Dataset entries

⁂

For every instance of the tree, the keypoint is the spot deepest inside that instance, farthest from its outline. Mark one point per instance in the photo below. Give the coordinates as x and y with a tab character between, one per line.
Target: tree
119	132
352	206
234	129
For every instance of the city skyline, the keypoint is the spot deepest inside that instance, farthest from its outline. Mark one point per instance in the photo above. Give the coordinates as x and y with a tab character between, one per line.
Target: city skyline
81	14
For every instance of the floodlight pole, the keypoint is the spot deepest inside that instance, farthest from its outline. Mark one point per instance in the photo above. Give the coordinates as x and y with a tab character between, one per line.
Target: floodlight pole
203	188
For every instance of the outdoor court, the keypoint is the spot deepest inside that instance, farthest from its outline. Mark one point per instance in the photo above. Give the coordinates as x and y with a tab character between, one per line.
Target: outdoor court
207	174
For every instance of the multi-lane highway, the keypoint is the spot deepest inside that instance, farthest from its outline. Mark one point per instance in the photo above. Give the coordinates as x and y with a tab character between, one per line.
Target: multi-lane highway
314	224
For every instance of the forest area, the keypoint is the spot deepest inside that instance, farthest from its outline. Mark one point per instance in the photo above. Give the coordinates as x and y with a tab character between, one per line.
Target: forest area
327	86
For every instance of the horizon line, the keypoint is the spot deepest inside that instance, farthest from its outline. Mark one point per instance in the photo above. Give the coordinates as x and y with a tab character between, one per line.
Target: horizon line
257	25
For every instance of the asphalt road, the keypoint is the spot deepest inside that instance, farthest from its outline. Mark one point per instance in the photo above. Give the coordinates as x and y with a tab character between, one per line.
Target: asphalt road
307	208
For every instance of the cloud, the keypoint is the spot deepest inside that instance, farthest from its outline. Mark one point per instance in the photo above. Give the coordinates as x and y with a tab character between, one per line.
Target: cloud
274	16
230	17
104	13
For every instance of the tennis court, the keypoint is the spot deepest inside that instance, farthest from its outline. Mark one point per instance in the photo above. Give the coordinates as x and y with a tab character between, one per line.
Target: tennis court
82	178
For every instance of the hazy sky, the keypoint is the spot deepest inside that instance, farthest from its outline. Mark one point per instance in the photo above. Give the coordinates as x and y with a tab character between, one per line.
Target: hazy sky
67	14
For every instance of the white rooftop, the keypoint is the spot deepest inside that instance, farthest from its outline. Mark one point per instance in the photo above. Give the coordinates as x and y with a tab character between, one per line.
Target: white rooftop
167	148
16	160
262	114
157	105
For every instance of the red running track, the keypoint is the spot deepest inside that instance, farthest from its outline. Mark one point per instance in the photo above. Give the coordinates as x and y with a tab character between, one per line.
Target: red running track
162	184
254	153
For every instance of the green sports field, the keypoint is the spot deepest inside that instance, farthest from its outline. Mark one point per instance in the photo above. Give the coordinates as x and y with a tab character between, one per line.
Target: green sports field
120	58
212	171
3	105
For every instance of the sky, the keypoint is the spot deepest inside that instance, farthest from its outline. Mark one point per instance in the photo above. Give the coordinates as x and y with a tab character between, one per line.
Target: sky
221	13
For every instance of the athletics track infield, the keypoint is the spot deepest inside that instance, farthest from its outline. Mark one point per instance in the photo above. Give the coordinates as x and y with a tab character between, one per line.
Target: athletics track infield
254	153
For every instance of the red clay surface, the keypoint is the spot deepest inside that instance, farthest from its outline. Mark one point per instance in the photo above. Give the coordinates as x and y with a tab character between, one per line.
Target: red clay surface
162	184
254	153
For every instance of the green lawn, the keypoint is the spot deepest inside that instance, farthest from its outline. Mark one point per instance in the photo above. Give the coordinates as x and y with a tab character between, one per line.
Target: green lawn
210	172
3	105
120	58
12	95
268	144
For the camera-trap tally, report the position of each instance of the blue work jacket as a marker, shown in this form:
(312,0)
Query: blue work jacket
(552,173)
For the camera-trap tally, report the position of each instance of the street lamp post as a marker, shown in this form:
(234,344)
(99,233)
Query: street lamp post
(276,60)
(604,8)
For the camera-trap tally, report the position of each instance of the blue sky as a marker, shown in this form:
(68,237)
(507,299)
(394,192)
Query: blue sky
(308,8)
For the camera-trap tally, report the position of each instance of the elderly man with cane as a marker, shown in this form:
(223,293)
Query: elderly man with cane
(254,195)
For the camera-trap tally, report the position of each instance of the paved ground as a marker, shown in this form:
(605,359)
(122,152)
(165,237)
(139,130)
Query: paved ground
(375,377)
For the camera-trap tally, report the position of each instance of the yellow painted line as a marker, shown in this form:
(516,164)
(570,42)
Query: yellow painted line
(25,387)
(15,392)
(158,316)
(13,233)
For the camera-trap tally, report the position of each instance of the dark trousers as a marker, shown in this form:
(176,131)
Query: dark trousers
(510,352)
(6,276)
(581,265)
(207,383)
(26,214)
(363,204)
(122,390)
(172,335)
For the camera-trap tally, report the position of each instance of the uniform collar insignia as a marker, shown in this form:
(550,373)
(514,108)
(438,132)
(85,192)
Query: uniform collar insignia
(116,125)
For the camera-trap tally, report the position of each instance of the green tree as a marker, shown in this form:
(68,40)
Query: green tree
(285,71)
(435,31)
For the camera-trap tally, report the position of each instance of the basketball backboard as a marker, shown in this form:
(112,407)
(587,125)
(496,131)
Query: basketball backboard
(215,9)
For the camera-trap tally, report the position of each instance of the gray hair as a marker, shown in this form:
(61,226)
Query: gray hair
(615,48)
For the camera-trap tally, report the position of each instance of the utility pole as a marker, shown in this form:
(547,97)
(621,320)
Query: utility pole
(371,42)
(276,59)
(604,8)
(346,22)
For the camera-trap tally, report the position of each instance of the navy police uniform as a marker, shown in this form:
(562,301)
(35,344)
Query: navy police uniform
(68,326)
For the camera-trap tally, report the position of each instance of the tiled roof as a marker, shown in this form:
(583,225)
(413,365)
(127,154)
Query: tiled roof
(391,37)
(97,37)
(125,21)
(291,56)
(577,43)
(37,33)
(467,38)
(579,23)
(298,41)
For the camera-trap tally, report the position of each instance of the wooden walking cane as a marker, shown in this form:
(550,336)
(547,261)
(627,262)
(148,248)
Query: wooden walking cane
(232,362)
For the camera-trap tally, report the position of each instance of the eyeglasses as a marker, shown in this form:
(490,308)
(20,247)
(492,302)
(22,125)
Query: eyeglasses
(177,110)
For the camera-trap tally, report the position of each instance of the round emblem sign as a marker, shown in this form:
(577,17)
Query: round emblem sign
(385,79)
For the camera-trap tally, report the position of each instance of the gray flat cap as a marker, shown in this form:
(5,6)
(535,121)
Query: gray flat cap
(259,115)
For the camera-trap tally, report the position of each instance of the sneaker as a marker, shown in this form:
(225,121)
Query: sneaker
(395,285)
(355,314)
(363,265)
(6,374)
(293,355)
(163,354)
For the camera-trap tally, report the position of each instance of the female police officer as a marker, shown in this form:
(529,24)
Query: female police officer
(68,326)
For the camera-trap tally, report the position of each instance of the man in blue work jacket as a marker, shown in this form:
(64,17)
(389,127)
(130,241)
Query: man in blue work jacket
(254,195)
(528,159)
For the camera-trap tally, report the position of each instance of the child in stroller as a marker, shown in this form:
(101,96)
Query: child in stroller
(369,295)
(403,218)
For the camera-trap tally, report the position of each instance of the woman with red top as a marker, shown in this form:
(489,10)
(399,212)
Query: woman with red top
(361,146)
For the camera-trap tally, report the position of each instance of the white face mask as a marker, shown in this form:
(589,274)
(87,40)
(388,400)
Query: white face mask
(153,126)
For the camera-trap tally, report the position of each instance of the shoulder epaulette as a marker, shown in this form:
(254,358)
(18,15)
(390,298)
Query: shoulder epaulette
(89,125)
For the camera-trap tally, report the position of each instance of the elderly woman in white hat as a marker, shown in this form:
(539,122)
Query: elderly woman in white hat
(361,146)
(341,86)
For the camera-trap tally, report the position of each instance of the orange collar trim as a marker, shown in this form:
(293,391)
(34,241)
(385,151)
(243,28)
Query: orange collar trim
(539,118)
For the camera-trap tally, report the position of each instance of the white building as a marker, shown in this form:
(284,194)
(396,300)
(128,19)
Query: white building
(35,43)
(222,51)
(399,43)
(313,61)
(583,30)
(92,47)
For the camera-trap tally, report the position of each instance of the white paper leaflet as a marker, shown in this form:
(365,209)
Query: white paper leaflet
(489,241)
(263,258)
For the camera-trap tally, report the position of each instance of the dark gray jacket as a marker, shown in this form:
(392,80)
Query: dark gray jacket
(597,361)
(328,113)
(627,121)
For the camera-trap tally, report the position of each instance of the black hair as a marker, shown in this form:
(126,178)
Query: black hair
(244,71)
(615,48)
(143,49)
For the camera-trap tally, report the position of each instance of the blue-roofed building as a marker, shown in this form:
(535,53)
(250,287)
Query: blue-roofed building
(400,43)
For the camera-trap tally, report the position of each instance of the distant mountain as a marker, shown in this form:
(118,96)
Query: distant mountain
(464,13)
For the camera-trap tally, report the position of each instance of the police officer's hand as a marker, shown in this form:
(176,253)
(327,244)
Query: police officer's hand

⁂

Output only the lines running from the line with "the white paper" through the final line of the data, inclusive.

For the camera-trap tally, report the position of each instance of the white paper leaflet as a marker, shown in this form:
(365,209)
Query: white paper leaflet
(489,241)
(263,258)
For the camera-trap tally, report the position of each instance of the dark gray jacket as a marker, shown in this form:
(392,80)
Query: dark gray jacket
(597,361)
(328,113)
(627,121)
For the camera-trap tally, report the position of each instance of the black hair as a marker, shown in this form:
(126,178)
Query: black hair
(244,71)
(615,48)
(143,49)
For the camera-trap tally, report the position of each instance of the blue-roofed building as a marker, shown in this form:
(535,53)
(250,287)
Query: blue-roofed building
(400,43)
For the camera-trap tally, report the position of each instance of the distant mountain as a marker, shown in this form:
(118,96)
Query: distant mountain
(464,13)
For the camera-trap tally, report the position of each instance of the police officer's hand as a marker, shown in this form:
(176,253)
(327,244)
Query: police officer's hand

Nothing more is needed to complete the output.